### TO DO:
- a) Answer these questions from the passage on Qadi 'Abd al-Wahhab:
(i) In which school of law was he an important jurist?
(ii) In which places did he serve as a judge?
(iii) What is his best-known work?
- b) Pick up the biography of Qadi 'Abd al-Wahhab after its final sentence and write the paragraph that follows.

### EXTRACT PROVIDED:
---

Qadi 'Abd al-Wahhab ibn Ali ibn Naṣr ibn Ahmad ibn Hussein ibn Harun ibn Malik ibn Tawk al-Taghlibi () (973 – 1035CE) (362 AH – 422 AH ), also known as Qadi Abdul Wahhab and Qadi 'Abd al-Wahhab al-Maliki was an important Iraqi jurist in the Maliki school. He was a seminal figure of the now extinct Iraqi School of the Maliki madhab. Qadi 'Abd al-Wahhab is also remembered for his knowledge of Arabic literature and poetry. He is known by the title Qadi meaning judge in Arabic, as he was a prominent judge in Abbasid Siirt and Badra. He is best known for his work at-Talqin on Maliki fiqh which is still studied today, particularly for its recording of the positions of the Iraqi school of the Maliki madhab.

---

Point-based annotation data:
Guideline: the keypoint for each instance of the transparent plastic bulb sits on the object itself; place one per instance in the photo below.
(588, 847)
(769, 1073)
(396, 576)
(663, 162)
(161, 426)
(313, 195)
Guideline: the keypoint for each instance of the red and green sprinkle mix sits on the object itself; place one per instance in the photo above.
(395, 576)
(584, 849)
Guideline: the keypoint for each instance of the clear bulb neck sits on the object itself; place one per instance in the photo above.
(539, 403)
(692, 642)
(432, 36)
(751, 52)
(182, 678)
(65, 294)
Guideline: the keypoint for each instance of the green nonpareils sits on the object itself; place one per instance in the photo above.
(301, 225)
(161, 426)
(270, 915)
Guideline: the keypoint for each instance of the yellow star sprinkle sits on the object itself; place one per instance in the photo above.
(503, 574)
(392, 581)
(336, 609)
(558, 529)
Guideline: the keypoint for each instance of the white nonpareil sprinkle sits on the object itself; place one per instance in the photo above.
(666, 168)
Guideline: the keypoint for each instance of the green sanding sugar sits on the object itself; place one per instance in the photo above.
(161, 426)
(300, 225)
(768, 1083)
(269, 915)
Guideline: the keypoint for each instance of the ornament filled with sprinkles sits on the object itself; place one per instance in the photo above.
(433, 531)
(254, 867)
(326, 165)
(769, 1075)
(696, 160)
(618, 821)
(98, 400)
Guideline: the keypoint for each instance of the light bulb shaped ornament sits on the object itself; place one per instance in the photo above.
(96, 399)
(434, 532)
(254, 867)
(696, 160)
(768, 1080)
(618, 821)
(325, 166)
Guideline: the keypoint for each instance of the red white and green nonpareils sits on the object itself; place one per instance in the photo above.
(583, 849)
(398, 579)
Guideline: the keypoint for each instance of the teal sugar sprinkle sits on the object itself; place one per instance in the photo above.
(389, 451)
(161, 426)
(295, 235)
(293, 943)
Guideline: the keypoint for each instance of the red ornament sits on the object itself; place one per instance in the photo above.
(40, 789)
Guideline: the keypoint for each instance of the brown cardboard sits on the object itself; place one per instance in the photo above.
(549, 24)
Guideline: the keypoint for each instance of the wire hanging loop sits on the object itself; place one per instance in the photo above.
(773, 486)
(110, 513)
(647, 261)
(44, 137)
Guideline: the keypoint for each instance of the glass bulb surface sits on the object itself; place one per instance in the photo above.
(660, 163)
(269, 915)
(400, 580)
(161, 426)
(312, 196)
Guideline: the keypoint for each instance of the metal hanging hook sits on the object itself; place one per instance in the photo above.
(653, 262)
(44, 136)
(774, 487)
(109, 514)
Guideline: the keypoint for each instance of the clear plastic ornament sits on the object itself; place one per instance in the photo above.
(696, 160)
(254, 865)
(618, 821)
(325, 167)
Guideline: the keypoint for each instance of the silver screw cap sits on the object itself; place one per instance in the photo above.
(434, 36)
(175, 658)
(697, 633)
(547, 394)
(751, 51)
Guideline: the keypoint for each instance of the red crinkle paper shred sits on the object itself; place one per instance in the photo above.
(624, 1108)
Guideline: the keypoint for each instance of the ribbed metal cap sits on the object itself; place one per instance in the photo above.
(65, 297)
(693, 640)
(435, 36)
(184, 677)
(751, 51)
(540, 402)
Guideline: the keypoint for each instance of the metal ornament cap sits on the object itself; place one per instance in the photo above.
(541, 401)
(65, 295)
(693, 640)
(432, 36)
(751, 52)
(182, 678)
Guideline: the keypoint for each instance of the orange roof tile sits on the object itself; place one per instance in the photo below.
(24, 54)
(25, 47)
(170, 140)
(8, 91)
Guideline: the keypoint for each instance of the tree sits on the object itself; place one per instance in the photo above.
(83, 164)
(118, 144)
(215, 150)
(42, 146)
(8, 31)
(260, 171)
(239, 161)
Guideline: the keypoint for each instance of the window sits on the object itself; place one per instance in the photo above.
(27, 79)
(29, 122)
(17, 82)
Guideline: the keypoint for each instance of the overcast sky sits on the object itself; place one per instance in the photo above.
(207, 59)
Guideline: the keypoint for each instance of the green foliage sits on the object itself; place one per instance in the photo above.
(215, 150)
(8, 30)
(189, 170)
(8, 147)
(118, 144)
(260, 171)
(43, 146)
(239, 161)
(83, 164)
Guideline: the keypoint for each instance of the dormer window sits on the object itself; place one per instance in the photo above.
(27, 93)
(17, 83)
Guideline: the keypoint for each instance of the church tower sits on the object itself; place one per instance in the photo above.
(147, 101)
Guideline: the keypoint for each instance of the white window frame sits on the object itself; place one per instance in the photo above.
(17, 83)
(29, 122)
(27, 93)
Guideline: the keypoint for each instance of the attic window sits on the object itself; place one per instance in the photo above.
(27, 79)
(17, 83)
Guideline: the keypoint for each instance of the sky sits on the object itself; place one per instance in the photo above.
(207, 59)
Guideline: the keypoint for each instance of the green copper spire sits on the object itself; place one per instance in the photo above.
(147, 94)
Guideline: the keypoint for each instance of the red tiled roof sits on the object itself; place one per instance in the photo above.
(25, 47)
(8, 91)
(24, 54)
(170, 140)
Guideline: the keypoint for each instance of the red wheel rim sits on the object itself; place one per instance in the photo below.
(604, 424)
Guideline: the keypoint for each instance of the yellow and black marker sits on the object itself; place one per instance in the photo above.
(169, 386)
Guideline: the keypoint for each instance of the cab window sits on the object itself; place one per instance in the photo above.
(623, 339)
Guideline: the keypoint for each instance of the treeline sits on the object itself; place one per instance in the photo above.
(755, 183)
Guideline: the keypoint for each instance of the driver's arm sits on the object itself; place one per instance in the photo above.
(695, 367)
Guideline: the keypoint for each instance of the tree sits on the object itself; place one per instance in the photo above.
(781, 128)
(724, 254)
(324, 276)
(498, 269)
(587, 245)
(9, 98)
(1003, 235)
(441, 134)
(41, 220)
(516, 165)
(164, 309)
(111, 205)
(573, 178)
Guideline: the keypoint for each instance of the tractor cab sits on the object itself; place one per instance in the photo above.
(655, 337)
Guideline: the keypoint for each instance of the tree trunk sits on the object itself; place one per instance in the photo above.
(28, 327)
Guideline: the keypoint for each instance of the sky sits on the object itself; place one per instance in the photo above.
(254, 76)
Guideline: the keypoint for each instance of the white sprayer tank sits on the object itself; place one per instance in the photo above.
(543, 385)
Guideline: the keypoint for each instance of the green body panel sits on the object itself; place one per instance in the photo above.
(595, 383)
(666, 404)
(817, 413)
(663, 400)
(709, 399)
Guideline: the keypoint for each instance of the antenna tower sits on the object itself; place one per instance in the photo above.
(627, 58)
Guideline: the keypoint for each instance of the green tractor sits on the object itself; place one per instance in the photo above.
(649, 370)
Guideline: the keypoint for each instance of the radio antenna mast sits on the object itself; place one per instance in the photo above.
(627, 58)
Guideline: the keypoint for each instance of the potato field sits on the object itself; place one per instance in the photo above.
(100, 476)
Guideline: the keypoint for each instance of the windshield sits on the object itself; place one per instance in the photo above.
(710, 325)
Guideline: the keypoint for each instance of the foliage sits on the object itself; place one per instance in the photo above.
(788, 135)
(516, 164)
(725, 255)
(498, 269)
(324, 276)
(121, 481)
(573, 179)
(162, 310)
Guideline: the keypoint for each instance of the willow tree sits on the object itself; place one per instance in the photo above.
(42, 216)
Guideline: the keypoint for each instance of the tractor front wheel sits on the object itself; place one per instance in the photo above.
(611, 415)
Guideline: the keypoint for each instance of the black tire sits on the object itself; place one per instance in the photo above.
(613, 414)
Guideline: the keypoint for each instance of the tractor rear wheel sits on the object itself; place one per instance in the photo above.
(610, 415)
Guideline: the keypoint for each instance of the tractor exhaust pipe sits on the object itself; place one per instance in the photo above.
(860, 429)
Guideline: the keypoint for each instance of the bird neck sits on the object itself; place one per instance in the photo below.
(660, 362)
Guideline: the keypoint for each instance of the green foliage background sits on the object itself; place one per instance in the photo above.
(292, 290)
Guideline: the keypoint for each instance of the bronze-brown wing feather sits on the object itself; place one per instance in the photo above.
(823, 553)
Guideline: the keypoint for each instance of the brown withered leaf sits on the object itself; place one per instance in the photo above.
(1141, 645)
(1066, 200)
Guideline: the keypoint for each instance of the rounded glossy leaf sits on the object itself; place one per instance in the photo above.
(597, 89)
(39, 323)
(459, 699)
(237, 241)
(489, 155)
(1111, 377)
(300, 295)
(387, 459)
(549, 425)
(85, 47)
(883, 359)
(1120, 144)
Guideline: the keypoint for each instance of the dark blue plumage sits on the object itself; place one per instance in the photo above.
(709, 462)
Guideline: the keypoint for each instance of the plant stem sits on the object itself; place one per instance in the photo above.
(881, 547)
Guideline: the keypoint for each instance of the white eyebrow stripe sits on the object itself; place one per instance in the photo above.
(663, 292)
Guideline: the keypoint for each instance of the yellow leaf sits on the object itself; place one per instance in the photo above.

---

### OUTPUTS BY TASK:
- a)
(i) The Maliki school.
(ii) Abbasid Siirt and Badra.
(iii) At-Talqin, a work on Maliki fiqh.

- b)
Life 
'Abd al-Wahhab was born in Baghdad in 973 CE (362 AH) when Abbasid control was largely confined to a titular and spiritual role under al-Muti. The Shiite Buyid Dynasty largely dominated the political and military arena. Despite this, he studied under some of the most prominent Sunni Maliki scholars of Baghdad, most notably the Iraqi jurists Al-Abhari and Ibn al-Jallab as well as the Ash'ari theologian al-Baqillani. During the latter part of his life, he lived in poverty in Baghdad, and eventually left his hometown. It is recorded that on the day of his departure, he was followed by a group of notable civil servants to escort him to whom he reportedly responded:

Qadi 'Abd al-Wahhab moved to the Levant firstly, and then to Egypt where he settled. His fortunes changed in Egypt where he was highly regarded as a scholar. He died in 1031, allegedly of food poisoning. He was buried in the Qarafa cemetery in Cairo between the tomb of Imam al-Shafi and the gates of Qarafa. His tomb is near that of Ibn al-Qasim and Ashhab, two notable direct students of Imam Malik.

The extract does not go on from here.